EXERCISE DETAILS: Starting with the line that contains "[spot] the sandal -- a pin for each instance.", reproduce each line through the end of the entries exactly as written.

..............................

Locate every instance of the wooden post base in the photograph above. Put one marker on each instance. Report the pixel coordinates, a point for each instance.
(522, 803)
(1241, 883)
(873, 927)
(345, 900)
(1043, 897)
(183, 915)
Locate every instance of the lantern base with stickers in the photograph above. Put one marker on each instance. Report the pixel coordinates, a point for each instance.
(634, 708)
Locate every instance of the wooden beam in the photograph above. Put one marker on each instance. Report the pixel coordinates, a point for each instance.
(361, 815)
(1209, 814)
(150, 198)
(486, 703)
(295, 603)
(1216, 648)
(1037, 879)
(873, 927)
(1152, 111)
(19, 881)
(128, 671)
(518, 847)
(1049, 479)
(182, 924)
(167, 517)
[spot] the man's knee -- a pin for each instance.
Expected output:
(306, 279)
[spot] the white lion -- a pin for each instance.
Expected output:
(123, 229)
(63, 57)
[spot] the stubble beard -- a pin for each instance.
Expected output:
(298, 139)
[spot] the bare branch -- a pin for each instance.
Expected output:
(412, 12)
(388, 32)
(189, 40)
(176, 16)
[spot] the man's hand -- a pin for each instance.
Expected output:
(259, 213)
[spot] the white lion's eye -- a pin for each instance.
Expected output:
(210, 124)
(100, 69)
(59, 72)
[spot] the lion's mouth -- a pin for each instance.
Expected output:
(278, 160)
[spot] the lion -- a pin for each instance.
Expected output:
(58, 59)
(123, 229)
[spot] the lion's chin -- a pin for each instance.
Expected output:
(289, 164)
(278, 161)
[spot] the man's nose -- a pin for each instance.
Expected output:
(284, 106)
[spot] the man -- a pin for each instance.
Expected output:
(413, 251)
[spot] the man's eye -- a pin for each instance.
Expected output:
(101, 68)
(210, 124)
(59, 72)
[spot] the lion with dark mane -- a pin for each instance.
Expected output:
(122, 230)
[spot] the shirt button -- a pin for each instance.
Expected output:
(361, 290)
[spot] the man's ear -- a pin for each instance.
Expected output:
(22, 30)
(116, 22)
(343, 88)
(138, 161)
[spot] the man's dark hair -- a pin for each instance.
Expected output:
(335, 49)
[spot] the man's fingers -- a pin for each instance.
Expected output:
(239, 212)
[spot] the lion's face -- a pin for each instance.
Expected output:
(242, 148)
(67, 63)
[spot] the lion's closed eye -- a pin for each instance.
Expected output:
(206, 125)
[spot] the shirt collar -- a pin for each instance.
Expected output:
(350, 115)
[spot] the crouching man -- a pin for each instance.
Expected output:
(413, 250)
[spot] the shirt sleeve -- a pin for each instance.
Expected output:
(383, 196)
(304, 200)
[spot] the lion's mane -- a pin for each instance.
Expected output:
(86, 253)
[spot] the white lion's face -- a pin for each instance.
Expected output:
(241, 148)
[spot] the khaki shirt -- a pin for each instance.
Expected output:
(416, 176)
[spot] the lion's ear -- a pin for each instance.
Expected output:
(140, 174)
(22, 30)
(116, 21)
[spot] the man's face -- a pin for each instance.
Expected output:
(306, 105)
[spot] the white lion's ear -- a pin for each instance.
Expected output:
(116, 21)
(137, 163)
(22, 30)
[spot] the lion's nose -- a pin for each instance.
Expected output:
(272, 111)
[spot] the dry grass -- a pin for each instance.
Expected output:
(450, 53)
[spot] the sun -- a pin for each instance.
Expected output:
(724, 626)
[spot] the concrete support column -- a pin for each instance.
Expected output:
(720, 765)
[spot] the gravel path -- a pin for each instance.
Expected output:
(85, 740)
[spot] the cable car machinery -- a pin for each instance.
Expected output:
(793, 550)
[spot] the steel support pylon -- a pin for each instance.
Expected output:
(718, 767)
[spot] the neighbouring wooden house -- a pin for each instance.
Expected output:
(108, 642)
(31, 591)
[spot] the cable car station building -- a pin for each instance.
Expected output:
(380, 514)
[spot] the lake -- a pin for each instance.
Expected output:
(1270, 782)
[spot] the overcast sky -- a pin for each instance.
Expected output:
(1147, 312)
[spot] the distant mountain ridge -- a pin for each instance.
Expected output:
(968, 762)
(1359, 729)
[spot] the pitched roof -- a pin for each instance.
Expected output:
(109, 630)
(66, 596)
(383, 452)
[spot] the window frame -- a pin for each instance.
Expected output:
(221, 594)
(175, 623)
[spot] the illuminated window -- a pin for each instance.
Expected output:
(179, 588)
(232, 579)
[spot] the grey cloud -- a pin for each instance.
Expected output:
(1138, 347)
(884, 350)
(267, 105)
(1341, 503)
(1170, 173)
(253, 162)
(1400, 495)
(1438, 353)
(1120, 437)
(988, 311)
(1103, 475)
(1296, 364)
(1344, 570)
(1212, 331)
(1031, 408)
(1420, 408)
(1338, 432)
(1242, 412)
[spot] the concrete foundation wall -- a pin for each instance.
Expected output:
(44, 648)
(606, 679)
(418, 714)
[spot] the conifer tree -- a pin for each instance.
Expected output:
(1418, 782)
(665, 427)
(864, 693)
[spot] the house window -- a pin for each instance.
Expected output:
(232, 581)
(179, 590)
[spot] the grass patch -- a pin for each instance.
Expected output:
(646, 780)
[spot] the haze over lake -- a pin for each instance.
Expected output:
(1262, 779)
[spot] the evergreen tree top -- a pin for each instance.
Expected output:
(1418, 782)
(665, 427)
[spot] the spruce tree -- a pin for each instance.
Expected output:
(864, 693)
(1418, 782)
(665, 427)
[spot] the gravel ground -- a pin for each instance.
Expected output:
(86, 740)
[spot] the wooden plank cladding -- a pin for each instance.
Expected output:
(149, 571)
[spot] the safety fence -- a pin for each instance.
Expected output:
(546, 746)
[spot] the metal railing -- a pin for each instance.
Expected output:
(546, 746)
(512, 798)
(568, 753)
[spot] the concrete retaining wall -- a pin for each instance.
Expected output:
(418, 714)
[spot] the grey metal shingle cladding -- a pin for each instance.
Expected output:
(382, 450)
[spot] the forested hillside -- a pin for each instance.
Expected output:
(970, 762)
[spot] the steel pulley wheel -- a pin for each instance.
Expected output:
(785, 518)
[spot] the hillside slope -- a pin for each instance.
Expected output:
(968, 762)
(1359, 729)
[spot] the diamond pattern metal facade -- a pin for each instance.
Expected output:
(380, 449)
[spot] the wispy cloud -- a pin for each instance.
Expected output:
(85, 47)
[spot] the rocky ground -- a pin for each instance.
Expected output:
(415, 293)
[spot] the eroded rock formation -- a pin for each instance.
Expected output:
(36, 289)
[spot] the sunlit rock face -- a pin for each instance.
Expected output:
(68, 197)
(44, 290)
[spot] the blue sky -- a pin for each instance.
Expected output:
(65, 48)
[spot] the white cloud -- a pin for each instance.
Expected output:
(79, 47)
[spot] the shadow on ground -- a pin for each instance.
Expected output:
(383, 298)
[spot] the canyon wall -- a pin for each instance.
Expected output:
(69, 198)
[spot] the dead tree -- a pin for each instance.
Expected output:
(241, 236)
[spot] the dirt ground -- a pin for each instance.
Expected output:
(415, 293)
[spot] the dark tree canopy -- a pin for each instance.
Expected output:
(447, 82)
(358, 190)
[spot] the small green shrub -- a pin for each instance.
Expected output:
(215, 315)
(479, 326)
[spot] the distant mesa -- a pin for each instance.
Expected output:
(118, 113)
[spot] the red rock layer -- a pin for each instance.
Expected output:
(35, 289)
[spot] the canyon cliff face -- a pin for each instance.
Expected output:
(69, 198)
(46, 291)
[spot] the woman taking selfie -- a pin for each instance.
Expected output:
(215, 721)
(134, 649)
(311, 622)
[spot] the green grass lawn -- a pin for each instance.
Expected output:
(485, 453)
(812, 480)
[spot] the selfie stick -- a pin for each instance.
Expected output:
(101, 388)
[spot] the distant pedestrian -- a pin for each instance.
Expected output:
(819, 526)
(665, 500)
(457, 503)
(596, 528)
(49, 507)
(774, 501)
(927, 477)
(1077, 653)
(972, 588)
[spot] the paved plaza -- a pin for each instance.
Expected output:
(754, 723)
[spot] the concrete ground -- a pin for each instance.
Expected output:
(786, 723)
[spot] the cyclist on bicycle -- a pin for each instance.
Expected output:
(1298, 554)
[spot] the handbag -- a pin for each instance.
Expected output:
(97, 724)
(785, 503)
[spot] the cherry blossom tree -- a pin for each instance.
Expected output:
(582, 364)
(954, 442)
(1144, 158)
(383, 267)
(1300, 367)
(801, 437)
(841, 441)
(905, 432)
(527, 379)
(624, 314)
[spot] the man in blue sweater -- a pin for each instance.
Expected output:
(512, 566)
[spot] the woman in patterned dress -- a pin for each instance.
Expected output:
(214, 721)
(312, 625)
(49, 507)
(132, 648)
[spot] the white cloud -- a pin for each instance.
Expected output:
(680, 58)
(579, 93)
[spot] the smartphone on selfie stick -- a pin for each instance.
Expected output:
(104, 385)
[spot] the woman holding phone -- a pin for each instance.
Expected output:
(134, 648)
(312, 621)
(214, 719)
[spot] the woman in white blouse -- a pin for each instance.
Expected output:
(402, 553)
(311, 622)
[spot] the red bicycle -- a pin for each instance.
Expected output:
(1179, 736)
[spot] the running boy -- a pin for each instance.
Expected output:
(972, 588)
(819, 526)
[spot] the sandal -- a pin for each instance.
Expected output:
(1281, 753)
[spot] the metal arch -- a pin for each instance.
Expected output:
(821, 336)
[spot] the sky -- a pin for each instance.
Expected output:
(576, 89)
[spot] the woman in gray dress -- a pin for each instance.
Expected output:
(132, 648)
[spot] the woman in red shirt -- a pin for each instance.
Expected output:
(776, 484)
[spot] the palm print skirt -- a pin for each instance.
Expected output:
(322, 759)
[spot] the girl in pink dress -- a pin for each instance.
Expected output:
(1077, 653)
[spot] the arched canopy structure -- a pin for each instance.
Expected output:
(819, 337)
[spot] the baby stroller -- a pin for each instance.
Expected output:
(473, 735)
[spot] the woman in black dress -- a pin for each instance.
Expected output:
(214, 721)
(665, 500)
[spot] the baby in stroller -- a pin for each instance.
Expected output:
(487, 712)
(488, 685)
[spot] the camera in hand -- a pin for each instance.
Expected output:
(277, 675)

..............................

REPLY TO THE EXERCISE:
[spot] the sandal -- a pin for each instance.
Expected output:
(1281, 753)
[spot] the metal arch -- a pin for each instance.
Expected output:
(821, 336)
[spot] the sky -- a pin for each instance.
Expected output:
(576, 89)
[spot] the woman in gray dress -- a pin for each instance.
Expected output:
(132, 648)
[spot] the woman in red shirt -- a pin for each instance.
Expected output:
(776, 484)
[spot] the palm print skirt -- a pin for each instance.
Expected output:
(322, 759)
[spot] the girl in pink dress -- a pin for each instance.
Expected output:
(1077, 653)
[spot] the arched canopy structure -- a pin for each instance.
Expected output:
(819, 337)
[spot] the baby stroller -- a pin for each instance.
Expected output:
(473, 735)
[spot] the woman in black dress -- a pin for each instance.
Expected output:
(214, 721)
(665, 500)
[spot] the baby in stroller -- a pin for each instance.
Expected output:
(487, 712)
(488, 685)
[spot] the camera in hand -- a pin for each instance.
Expected output:
(277, 675)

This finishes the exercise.